*What the task requires:* Nothing but the lines from the one containing "Mark each instance of the bird with" through the one containing "Mark each instance of the bird's head", both included, should be given again, each exactly as written below.

*Data to examine:*

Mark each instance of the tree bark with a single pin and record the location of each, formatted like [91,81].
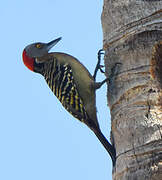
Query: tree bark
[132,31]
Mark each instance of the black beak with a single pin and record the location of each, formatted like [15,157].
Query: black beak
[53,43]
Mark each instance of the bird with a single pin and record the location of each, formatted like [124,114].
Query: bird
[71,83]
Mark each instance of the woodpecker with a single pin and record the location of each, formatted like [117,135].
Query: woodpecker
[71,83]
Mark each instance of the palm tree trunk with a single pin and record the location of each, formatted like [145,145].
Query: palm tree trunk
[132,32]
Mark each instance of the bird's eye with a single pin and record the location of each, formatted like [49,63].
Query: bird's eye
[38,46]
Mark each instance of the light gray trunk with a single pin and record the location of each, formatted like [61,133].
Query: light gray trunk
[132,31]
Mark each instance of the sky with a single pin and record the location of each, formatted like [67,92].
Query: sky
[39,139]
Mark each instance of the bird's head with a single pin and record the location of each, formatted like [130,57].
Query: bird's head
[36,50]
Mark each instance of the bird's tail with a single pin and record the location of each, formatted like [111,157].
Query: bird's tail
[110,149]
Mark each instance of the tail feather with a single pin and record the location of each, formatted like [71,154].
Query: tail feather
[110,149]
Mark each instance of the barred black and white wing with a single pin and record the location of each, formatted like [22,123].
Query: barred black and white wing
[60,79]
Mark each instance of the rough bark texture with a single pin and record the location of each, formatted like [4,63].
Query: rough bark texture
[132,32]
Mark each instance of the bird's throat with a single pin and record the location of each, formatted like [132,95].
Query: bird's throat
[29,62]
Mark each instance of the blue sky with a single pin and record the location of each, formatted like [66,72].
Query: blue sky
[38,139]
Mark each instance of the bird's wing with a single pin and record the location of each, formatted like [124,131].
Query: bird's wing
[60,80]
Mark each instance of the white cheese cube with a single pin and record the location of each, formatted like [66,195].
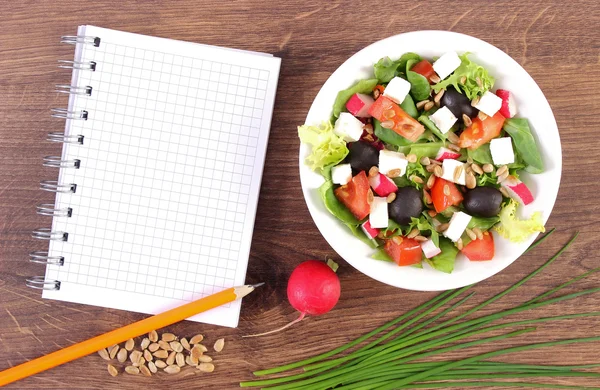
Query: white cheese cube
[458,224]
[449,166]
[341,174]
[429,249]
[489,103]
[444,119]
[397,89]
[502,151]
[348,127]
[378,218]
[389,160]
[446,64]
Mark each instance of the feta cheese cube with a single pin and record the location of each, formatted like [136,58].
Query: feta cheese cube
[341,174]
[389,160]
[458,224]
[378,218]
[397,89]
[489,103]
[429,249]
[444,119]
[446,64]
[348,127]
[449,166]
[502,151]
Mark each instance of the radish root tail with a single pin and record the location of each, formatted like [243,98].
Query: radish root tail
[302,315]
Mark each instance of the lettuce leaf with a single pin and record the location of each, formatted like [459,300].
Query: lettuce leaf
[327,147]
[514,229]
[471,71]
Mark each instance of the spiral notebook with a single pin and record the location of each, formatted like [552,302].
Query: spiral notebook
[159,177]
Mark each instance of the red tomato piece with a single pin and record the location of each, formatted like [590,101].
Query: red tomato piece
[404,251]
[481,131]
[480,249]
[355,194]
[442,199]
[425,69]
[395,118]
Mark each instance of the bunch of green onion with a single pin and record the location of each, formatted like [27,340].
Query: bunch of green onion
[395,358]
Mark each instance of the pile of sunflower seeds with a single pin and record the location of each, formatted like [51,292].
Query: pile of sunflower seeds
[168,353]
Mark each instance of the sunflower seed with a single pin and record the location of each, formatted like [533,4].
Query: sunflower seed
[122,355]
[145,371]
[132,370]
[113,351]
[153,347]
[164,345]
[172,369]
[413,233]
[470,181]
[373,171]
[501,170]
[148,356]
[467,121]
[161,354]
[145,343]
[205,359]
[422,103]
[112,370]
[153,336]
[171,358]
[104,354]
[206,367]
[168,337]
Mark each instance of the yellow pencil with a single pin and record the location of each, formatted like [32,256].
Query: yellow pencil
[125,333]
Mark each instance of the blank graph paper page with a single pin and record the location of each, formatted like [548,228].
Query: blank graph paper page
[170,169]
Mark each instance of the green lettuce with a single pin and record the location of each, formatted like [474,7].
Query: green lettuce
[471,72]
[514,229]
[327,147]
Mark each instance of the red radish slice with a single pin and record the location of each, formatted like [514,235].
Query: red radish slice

*Answer to this task:*
Mark each instance of the bird with a single pin and record the location of each, formatted like [124,114].
Query: bird
[71,83]
Mark each instance of the woodpecker with a single pin and record the location of each, formatted like [117,135].
Query: woodpecker
[71,83]
Mark each instance of the palm tree trunk with a single pin and record the location of each, formatted like [145,145].
Query: palm tree trunk
[132,32]
Mark each instance of the bird's eye with a single pin and record the location of each, formatted like [49,63].
Query: bird's eye
[38,46]
Mark each instance of the light gray trunk with a single pin and record the location of each, formatted like [61,133].
Query: light gray trunk
[132,31]
Mark each instance of the sky with a single pin and record the location of each, formatted like [67,92].
Query: sky
[39,139]
Mark each instance of the bird's head with a single pin and record the location of each, formatted like [130,57].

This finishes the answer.